Point-per-instance localization data:
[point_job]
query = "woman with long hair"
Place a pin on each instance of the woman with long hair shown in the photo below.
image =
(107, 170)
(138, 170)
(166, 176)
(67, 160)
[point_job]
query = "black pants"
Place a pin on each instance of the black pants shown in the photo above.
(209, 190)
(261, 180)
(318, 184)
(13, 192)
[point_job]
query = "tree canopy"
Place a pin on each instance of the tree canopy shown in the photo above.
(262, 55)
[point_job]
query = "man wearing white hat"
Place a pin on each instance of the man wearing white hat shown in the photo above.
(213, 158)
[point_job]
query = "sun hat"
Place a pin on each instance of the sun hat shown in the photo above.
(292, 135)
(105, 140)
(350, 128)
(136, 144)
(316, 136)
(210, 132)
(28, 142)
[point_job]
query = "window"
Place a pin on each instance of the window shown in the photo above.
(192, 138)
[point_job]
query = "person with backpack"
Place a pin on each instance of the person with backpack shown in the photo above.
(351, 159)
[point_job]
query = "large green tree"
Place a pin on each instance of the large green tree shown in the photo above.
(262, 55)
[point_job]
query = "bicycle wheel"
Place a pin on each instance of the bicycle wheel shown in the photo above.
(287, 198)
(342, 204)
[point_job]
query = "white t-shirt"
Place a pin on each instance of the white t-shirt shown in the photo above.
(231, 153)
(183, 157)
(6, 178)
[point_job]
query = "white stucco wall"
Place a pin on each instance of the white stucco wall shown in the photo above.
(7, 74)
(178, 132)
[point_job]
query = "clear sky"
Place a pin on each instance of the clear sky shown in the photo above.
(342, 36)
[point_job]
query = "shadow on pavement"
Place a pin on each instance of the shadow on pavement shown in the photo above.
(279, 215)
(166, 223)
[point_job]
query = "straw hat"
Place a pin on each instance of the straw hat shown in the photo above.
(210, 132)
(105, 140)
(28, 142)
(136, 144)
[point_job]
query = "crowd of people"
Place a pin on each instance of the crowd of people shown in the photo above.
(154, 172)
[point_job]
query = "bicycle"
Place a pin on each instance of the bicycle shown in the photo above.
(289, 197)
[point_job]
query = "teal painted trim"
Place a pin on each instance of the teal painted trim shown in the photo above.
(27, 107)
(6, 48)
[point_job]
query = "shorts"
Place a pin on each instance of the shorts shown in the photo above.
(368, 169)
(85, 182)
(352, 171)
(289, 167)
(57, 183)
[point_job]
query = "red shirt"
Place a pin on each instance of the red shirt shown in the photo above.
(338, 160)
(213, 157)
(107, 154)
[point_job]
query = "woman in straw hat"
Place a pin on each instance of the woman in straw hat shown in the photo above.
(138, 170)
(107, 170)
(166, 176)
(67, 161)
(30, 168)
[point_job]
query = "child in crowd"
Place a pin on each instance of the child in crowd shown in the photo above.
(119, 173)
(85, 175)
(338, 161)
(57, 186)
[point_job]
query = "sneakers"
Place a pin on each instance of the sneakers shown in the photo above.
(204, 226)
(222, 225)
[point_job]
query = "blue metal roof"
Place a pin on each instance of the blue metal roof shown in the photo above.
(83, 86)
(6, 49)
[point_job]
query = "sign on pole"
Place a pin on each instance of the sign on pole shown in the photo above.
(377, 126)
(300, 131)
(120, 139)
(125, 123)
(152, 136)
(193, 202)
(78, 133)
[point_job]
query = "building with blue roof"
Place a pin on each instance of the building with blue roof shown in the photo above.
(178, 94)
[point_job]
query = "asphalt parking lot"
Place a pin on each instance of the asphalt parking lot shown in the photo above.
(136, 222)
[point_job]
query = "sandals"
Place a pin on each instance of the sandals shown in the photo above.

*TASK DIRECTIONS*. An exact reproduction of all the entries, complete to the last line, is needed.

*YOUR SOLUTION*.
[point_job]
query = "woman with long hair"
Place a pin on each instance of the woman with long hair shown in the photo below.
image =
(107, 170)
(138, 170)
(166, 176)
(67, 160)
[point_job]
query = "black pants"
Place a pin on each instance of the black pants shown in the photo above.
(209, 190)
(261, 180)
(318, 184)
(13, 192)
[point_job]
query = "tree canopy"
Place a pin on each instance of the tree canopy shown in the photo above.
(262, 55)
[point_job]
query = "man wearing white hat"
Place a pin on each instance of the man wearing white hat shown in the photo above.
(213, 158)
[point_job]
query = "sun hat"
Place a pin on each instance of the sun hat shown in the photo above.
(292, 135)
(105, 140)
(350, 128)
(136, 144)
(316, 136)
(210, 132)
(28, 142)
[point_job]
query = "window"
Place a pin on each instance of the window shown in the photo above.
(192, 138)
[point_job]
query = "person with backpack"
Place a pin on each instance of the person with backpack shown in the photo above.
(351, 159)
[point_job]
query = "large green tree"
Place a pin on each instance of the large green tree shown in the photo above.
(262, 55)
[point_job]
query = "bicycle wheel"
Place a pin on each instance of the bicycle wheel shown in the photo above.
(287, 198)
(342, 204)
[point_job]
query = "white t-shirt"
Place a pin on each instance of the white t-shirt shown in the photo above.
(231, 153)
(183, 157)
(6, 178)
[point_job]
query = "white stucco wall"
Place a pin on each instance of the white stucco wall shown in the photo above.
(7, 74)
(178, 132)
[point_job]
query = "clear sky"
Place a pin on each instance of the clear sky shown in the photo above.
(342, 36)
[point_job]
query = "shadow on pavement"
Place a pin on each instance of the shadow on pavement shown in the photo above.
(279, 215)
(166, 223)
[point_job]
query = "straw hat"
Place a pin on each instance of the straw hat shown in the photo above.
(210, 132)
(105, 140)
(28, 142)
(136, 144)
[point_job]
query = "crowd of people"
Place a pin on each instance of the crowd of people shown in the photo above.
(154, 172)
[point_job]
query = "bicycle"
Place a pin on each instance of the bicycle shown in the photo above.
(289, 197)
[point_job]
query = "teal painted trim"
Place a pin on each instance of the teal painted trim shown in the photo above.
(27, 107)
(6, 48)
[point_job]
query = "shorts"
Place a pin on each instance of the shorts shown in the photo above.
(368, 169)
(85, 182)
(352, 171)
(289, 167)
(57, 183)
[point_job]
query = "red shirt"
Place a pin on each instance of the red shirt shown in the photo above.
(338, 160)
(213, 157)
(107, 154)
[point_job]
query = "woman in straw hat"
Place a pin on each instance of the woman in straw hat shown in the photo above.
(138, 170)
(107, 170)
(166, 176)
(67, 161)
(30, 168)
[point_job]
query = "child in crowd"
Place a pin on each instance of the child in crowd shown in the photo above.
(119, 173)
(85, 175)
(338, 161)
(57, 186)
[point_job]
query = "sneakers"
Place a pin on each instance of the sneakers shown in the photo above.
(204, 226)
(222, 225)
[point_job]
query = "blue metal roof"
Place a pin on each instance of the blue metal roof shown in the photo above.
(83, 86)
(6, 49)
[point_job]
query = "sign on pole"
Place a pin on each instance of the sign on pole shown in the photo above.
(377, 126)
(300, 131)
(120, 139)
(125, 123)
(152, 136)
(193, 202)
(78, 133)
[point_job]
query = "building with blue roof"
Place a pin on each instance of the building with blue roof shown in the photo above.
(178, 94)
[point_job]
query = "asphalt parking lot"
Place a pin on each instance of the asphalt parking lot shown in the photo above.
(136, 222)
[point_job]
query = "sandals"
Place a pin on each instance of the sandals shown in the photo above.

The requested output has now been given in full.